:: WORK INSTRUCTIONS ::
Write every record out again exactly as given.

[INPUT DATA Boundary: Start]

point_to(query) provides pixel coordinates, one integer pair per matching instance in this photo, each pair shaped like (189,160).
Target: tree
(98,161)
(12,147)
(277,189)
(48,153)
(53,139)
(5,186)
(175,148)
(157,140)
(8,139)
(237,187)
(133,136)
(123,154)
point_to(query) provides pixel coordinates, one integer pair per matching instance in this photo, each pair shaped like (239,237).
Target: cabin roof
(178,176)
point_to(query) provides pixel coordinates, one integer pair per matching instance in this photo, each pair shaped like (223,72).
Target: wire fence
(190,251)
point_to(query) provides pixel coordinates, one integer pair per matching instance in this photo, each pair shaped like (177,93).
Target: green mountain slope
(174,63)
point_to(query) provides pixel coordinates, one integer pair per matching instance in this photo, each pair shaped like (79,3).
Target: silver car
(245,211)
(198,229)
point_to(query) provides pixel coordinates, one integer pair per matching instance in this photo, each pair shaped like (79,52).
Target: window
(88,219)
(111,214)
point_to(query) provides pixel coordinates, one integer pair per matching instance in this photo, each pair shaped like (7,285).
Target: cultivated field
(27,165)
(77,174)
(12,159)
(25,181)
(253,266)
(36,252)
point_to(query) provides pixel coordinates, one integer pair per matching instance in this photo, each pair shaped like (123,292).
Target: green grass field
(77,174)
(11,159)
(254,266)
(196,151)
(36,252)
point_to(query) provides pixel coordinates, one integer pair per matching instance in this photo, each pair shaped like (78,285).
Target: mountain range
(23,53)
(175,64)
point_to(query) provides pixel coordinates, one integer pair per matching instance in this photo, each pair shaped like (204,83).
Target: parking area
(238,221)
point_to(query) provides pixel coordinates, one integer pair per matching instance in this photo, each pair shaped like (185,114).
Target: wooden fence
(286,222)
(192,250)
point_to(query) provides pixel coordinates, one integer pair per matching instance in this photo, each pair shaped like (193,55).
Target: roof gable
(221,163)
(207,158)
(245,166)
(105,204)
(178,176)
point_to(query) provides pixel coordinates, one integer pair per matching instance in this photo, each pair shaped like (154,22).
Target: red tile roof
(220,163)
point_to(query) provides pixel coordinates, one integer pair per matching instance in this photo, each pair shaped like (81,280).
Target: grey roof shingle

[INPUT DATA Boundary: End]

:: ANSWER SPACE ::
point_to(query) provides pixel coordinates, one integer pair per matching instance in this photo, each pair shaped like (189,160).
Target: tree
(98,161)
(12,147)
(277,189)
(48,153)
(53,139)
(5,186)
(175,148)
(157,140)
(8,139)
(237,187)
(133,136)
(123,154)
point_to(query) provides pixel coordinates, one integer pair per matching instance in this photo, each pair shaped like (239,237).
Target: cabin roof
(178,176)
point_to(query) provides pixel coordinates, one integer pair per matching instance in this photo, each pair shaped like (223,72).
Target: wire fence
(190,251)
point_to(query) provides pixel coordinates, one integer pair per matching instance in this photo, each pair shaped like (177,93).
Target: green mountain slope
(174,63)
point_to(query) provides pixel coordinates, one integer pair per matching instance in this photo, each pair shaped like (79,3).
Target: silver car
(245,211)
(198,229)
point_to(query) provides pixel coordinates, one integer pair per matching instance in this photo, each pair shaped like (79,52).
Target: window
(88,219)
(111,214)
point_to(query) provides pixel coordinates, one integer pair per matching instance in this photo, each pair shaped like (7,285).
Target: cultivated field
(27,165)
(77,174)
(12,159)
(25,181)
(253,266)
(36,252)
point_to(query) provides pixel coordinates, one integer pair per matching instance in this photo, each pair shaped like (123,292).
Target: green grass field
(77,174)
(11,159)
(254,266)
(196,151)
(36,252)
point_to(query) provides pixel coordinates, one integer pair per matching instance in this photo, each pair shaped like (78,285).
Target: mountain range
(23,53)
(175,64)
point_to(query) provides pixel coordinates, one integer pair per matching instance in this photo, each pair shaped like (204,83).
Target: parking area
(238,221)
point_to(query) provides pixel coordinates, one integer pair per matching instance in this photo, each pair shaped like (185,114).
Target: wooden fence
(286,222)
(192,250)
point_to(query) provides pixel coordinates, one integer pair per matching instance in this photo, each pair shaped like (193,55).
Target: roof gable
(221,163)
(207,158)
(245,166)
(105,204)
(178,176)
point_to(query) provides pixel coordinates, one integer pair per matching instance in this photo, each pair shaped like (154,22).
Target: red tile roof
(220,163)
point_to(query) provides pixel coordinates, one integer pair per matching instance in this photo, each pair shaped like (81,280).
Target: grey roof shingle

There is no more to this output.